>>>
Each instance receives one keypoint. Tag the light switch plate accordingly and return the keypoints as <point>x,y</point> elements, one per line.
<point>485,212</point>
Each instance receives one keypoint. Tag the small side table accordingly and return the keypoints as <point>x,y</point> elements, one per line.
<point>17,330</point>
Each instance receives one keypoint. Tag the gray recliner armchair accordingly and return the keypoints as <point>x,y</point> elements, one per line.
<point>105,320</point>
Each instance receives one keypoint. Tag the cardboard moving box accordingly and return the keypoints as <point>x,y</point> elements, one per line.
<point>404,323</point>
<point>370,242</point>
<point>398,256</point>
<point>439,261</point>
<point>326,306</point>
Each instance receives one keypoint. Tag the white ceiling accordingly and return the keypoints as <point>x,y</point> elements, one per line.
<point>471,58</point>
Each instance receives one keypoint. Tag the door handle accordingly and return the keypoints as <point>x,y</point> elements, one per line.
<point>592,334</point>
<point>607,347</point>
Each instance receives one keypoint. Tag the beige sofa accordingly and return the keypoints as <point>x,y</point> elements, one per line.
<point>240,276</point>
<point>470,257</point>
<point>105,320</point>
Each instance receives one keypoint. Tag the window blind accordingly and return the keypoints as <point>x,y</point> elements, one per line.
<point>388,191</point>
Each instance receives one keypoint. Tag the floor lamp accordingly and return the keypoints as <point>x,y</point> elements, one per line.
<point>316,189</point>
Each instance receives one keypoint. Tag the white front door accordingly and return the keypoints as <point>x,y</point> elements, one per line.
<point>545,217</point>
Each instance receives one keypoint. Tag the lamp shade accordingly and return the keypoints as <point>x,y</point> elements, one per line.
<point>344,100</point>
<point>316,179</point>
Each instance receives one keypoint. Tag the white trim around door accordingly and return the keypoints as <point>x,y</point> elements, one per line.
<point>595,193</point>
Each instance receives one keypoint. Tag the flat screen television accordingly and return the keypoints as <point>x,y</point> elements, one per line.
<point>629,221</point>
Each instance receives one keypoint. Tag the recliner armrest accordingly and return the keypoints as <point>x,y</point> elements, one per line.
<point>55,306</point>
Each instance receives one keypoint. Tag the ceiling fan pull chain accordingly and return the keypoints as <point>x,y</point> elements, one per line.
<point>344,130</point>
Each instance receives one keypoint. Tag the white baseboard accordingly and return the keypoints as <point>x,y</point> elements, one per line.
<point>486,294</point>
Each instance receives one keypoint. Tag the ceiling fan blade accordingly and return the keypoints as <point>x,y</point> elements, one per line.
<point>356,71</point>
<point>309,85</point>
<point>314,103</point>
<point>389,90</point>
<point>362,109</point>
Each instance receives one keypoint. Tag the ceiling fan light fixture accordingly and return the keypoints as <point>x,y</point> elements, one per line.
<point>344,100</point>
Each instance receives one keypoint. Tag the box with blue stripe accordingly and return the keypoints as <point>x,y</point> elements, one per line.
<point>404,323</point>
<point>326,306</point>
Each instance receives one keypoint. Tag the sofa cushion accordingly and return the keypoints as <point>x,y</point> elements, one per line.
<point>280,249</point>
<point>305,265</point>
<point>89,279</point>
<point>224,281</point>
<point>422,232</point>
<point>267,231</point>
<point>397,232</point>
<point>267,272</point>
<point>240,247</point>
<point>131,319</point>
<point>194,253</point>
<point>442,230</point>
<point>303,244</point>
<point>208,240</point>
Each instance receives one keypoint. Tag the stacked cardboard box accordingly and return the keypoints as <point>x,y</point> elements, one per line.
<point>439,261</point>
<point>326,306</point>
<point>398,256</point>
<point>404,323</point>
<<<
Please return every entry exactly as it appears.

■ YOUR SOLUTION ■
Each instance receives one keypoint. Tag the light switch plate accordingly and return the keypoints as <point>x,y</point> elements, one per line.
<point>485,212</point>
Each instance receives one keypoint. Tag the small side table accordingly and return the keypoints as <point>x,y</point> elements, one per line.
<point>17,330</point>
Each instance receives one keypoint. Tag the gray recliner armchair accordingly and return the keypoints as <point>x,y</point> elements, one per line.
<point>105,320</point>
Each instance receives one keypoint. Tag the cardboard moving box accordingly and return the keypoints as <point>x,y</point> elements, one per line.
<point>404,323</point>
<point>370,242</point>
<point>398,256</point>
<point>439,261</point>
<point>326,306</point>
Each instance receives one keypoint. Tag the white ceiling accordingly and return the keypoints as <point>x,y</point> elements, one per line.
<point>471,58</point>
Each instance receives one keypoint. Tag the door handle accordingly and return the keypoints as <point>x,y</point> elements, one per line.
<point>592,334</point>
<point>607,347</point>
Each instance receives one keypoint. Tag the beige sofa accordingly and return the keypoints as <point>x,y</point> elements, one per line.
<point>240,276</point>
<point>470,257</point>
<point>105,320</point>
Each instance receives one keypoint. Tag the window blind accordingly and return the keypoints as <point>x,y</point> elements, one per line.
<point>388,191</point>
Each instance receives one keypoint. Tag the floor lamp accordingly and return the keypoints as <point>x,y</point> elements, one per line.
<point>316,189</point>
Each instance receives one keypoint. Tag the white front door accordingly and return the keypoints as <point>x,y</point> elements, one per line.
<point>545,217</point>
Each instance receives one keypoint. Tag the lamp shade accordingly and return the keypoints as <point>x,y</point> elements, one per line.
<point>344,100</point>
<point>316,179</point>
Each instance receives one keypoint. Tag the white trim around door accordingly and return the keypoints as <point>x,y</point> elements, one per line.
<point>595,193</point>
Each instance receives one keypoint. Tag the flat screen television accordingly and return the keypoints as <point>x,y</point> elements, one per line.
<point>629,221</point>
Each instance receives one keypoint. Tag the recliner armrest accordingly and return the keypoints as <point>x,y</point> elements, one per line.
<point>55,306</point>
Each instance receives one keypoint. Tag the ceiling fan pull chain accordingly and return the keypoints as <point>x,y</point> elements, one per line.
<point>344,130</point>
Each instance receives one keypoint. Tag the white baseboard accordingly and return the keypoints as <point>x,y</point> elements, one per line.
<point>486,294</point>
Each instance receives one keypoint. Tag the ceiling fan blade accordingly and return the keypoints as <point>x,y</point> elements, one per line.
<point>356,71</point>
<point>309,85</point>
<point>314,103</point>
<point>389,90</point>
<point>362,109</point>
Each instance receives one keypoint. Tag the ceiling fan light fixture accordingly and return the keypoints as <point>x,y</point> elements, one per line.
<point>344,100</point>
Each instance receives one keypoint. Tag the box with blue stripe accordingly and return the keypoints as <point>x,y</point> elements, one per line.
<point>404,323</point>
<point>326,306</point>
Each instance receives one keypoint. Tag the sofa cushion accordingly and return the keypoints as <point>x,y</point> elements, one per line.
<point>280,249</point>
<point>305,265</point>
<point>89,279</point>
<point>224,281</point>
<point>422,232</point>
<point>267,231</point>
<point>397,232</point>
<point>267,272</point>
<point>240,247</point>
<point>131,319</point>
<point>194,253</point>
<point>442,230</point>
<point>303,244</point>
<point>208,240</point>
Each instance receives one keypoint. Tag the stacked cardboard box accordingly and return the keypoints as <point>x,y</point> elements, one per line.
<point>439,261</point>
<point>326,306</point>
<point>398,256</point>
<point>404,323</point>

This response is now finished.